WHAT YOU HAVE TO DO
Repeat nothing but the line containing "Q: Pick out each instance of the black" and the lines that follow it, up to and including the last line of the data below.
Start of RECORDS SUPPLIED
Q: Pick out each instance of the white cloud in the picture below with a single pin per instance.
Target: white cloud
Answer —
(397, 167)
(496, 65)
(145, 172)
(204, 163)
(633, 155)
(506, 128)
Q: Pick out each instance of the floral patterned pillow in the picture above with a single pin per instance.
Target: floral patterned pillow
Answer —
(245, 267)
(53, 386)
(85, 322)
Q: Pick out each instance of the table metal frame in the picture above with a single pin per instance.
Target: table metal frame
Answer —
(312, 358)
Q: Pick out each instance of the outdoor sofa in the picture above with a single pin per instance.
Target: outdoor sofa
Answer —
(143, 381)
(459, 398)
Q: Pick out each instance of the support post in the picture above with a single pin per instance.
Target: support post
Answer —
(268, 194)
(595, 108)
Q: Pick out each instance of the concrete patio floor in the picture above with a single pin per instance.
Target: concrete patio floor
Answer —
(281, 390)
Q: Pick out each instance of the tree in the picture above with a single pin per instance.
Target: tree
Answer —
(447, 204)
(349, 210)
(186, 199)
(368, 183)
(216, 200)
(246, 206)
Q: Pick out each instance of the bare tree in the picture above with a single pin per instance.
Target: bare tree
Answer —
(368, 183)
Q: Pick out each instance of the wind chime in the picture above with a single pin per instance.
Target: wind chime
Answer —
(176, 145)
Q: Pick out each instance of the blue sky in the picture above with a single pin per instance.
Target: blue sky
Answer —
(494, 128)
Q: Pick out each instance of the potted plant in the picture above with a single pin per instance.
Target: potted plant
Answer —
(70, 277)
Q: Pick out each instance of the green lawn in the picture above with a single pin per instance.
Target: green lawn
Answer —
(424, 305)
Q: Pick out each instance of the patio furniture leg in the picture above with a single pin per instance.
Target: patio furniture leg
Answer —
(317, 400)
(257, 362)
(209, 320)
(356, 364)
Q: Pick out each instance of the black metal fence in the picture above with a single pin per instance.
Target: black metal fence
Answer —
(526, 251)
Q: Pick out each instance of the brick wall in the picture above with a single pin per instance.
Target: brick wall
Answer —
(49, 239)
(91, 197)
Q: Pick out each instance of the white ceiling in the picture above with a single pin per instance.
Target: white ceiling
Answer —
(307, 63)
End of RECORDS SUPPLIED
EXERCISE RESPONSE
Q: Pick out each instance of the black metal fence in the picture above with a single pin per instance.
Target: black metal fence
Answer —
(526, 251)
Q: Pick out each instance of the brick wall in the picture above with a single pin per instance.
Target: brick wall
Answer —
(49, 239)
(91, 197)
Q: Pick out each instance of the white ceiling in the picture above with a single pin per instance.
Target: white ceiling
Answer —
(307, 63)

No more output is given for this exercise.